[Dokumentabschnitt]:
Das ist genau das, was diese outdated kgb-Renitenz, den Krieg, in unseren Köpfen stärkt, anstatt mit einer vielgestalten, farbigen, ganz konkret dezentralen Landkarte im Kopf all die Eigenständigkeiten und Eigenarten, die Stärken der grossen östlichen Vielfalt zu sehen und diesen allen damit auch unsere Energie zu geben.

Bei der Ukraine findet genau das, jedenfalls, soweit ich das wahrnehmen kann, gerade ein allererstes Mal wirklich statt. Schon nur die Nationalfarben, welche schlicht leuchten: Sind das nicht die reifen gelben Weizenfelder mit dem blauen Spätsommerhimmel darüber? So habe ich es mir gemerkt, um nicht immer wieder das Blau unten zu sehen und das Gelb oben drüber.

[Datensätze]:
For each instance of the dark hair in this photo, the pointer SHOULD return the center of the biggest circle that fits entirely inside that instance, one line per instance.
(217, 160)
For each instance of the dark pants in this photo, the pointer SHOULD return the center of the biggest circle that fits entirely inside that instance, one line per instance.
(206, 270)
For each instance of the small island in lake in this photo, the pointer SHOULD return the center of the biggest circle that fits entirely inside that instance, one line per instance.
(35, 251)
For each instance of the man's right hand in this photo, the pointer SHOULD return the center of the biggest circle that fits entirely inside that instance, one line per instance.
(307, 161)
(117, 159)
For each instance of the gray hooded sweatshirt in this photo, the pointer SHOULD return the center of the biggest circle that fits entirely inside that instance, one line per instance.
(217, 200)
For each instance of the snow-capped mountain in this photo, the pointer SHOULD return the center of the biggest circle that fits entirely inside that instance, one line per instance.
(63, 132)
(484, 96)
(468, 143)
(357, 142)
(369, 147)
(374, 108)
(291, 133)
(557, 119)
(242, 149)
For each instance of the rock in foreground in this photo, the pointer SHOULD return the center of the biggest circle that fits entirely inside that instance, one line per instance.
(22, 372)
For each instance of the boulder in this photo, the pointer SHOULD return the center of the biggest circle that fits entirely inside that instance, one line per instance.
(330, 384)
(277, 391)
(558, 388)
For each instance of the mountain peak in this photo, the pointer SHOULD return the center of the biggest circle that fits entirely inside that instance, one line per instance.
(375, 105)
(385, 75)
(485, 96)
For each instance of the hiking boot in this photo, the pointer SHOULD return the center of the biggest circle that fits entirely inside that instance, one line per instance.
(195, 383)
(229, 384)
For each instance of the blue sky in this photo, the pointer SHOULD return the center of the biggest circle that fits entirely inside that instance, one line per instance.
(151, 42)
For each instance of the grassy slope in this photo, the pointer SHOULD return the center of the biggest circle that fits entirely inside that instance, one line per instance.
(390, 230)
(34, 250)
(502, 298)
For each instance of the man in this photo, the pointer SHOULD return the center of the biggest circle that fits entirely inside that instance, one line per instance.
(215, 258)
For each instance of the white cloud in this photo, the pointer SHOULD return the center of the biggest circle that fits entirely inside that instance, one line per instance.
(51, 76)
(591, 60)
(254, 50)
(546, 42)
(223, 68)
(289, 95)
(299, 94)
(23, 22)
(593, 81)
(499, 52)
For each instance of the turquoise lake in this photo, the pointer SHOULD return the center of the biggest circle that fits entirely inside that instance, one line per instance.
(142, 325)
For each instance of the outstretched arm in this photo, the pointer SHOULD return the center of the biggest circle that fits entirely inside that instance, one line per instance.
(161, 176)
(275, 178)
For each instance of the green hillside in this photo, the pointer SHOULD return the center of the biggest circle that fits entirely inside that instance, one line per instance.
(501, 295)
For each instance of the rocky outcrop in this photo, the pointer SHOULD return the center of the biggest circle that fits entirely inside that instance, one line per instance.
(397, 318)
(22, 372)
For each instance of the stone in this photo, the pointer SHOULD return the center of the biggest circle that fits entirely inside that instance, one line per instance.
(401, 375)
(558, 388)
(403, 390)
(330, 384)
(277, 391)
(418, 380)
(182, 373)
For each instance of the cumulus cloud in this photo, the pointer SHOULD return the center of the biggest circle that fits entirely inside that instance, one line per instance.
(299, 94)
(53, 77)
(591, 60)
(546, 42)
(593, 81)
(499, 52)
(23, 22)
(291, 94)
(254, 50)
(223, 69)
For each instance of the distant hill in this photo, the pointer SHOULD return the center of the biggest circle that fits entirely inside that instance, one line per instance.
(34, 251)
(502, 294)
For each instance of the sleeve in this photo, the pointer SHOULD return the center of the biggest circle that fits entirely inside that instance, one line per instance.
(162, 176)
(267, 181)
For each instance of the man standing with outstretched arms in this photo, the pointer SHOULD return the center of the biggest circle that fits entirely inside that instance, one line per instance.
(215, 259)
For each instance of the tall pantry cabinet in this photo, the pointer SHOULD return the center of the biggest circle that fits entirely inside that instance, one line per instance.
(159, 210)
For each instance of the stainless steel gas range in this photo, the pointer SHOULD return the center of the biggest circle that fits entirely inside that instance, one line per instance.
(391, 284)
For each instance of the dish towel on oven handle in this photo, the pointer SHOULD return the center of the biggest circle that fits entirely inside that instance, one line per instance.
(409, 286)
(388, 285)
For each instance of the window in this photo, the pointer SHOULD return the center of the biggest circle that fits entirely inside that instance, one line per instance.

[Gegebene Anweisung 1]:
Prüfe, ob die Aussagen (a), (b) und (c) mit dem Dokumentabschnitt übereinstimmen: (a) Die ukrainischen Nationalfarben werden mit Weizenfeldern unter einem Spätsommerhimmel verglichen. (b) Das Blau der Nationalfarben liegt unten. (c) Eine dezentrale Landkarte im Kopf wird als Gegenbild zur Renitenz genannt. Antworte jeweils mit Ja oder Nein und zitiere wörtlich die entscheidenden Worte.
[Gegebene Anweisung 2]:
Übernimm aus dem Dokumentabschnitt wörtlich den Text zwischen „Bei der Ukraine“ und „Gelb oben drüber.“, beide eingeschlossen.
Die Auflistung hat keinen Bezug zum Dokumentabschnitt.

[Erwartete Ausgabe 1]:
(a) Ja: „Sind das nicht die reifen gelben Weizenfelder mit dem blauen Spätsommerhimmel darüber?“
(b) Nein: „um nicht immer wieder das Blau unten zu sehen und das Gelb oben drüber“
(c) Ja: „anstatt mit einer vielgestalten, farbigen, ganz konkret dezentralen Landkarte im Kopf“

[Erwartete Ausgabe 2]:
Bei der Ukraine findet genau das, jedenfalls, soweit ich das wahrnehmen kann, gerade ein allererstes Mal wirklich statt. Schon nur die Nationalfarben, welche schlicht leuchten: Sind das nicht die reifen gelben Weizenfelder mit dem blauen Spätsommerhimmel darüber? So habe ich es mir gemerkt, um nicht immer wieder das Blau unten zu sehen und das Gelb oben drüber.